Rewrite the data from the line with "Is any elong" to the line with "[526,134,846,629]", both included, as a Markdown table with the columns Row and Line. Number each row and leave out blank lines.

+ + + + + + +

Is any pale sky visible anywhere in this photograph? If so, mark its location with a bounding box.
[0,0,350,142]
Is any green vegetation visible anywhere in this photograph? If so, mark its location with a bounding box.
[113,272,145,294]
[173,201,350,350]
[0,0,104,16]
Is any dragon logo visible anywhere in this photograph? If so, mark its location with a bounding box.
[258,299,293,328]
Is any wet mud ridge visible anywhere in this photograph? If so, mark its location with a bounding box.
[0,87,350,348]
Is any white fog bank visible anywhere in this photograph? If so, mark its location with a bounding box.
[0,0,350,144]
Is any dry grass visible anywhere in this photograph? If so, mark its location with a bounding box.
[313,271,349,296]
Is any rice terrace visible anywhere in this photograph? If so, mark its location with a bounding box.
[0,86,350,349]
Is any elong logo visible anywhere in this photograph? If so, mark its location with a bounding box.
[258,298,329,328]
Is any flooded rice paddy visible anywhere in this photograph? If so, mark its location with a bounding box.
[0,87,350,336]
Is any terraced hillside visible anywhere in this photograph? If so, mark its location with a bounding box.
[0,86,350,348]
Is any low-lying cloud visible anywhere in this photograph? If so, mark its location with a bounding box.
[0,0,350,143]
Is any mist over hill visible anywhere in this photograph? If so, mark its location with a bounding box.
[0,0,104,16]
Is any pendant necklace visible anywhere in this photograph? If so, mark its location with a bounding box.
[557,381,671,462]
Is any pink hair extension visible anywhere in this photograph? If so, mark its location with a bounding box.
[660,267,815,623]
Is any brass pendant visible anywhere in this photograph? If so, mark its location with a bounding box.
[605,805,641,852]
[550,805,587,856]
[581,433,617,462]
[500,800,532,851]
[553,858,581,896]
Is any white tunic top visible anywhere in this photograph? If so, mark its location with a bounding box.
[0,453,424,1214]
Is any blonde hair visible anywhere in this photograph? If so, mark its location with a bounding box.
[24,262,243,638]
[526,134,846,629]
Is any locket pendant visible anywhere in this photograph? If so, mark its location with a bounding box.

+ + + + + + +

Answer to this problem:
| Row | Line |
|---|---|
| 1 | Is any elong logo visible anywhere in this photograph? If so, mark its location with a bounding box. |
| 2 | [258,298,329,328] |
| 3 | Is any flooded rice paddy visible anywhere in this photograph? If so, mark its location with a bounding box. |
| 4 | [0,87,350,336] |
| 5 | Is any terraced hillside visible anywhere in this photograph? If so, mark its location with a bounding box. |
| 6 | [0,86,350,348] |
| 7 | Is any low-lying cloud visible anywhere in this photograph? If so, mark its location with a bounding box. |
| 8 | [0,0,350,143] |
| 9 | Is any mist over hill visible anywhere in this photograph? If so, mark its location with a bounding box. |
| 10 | [0,0,104,16] |
| 11 | Is any pendant necklace visible anywhere in this photograph? If so, mark its location with a bounding box. |
| 12 | [557,381,671,462] |
| 13 | Is any pink hair extension visible anywhere in this photograph? If so, mark its location with a bounding box. |
| 14 | [660,267,815,623] |
| 15 | Is any brass pendant visible anywhere in this photograph? If so, mark its location with a bounding box. |
| 16 | [605,805,641,852] |
| 17 | [550,805,587,856] |
| 18 | [581,433,617,462] |
| 19 | [500,800,532,851] |
| 20 | [553,858,581,896] |
| 21 | Is any white tunic top visible anywhere in this photograph? If so, mark its location with a bounding box. |
| 22 | [0,453,424,1214] |
| 23 | Is any blonde hair visible anywhere in this photograph? If so, mark its location with a bounding box. |
| 24 | [24,262,243,638] |
| 25 | [526,134,846,629] |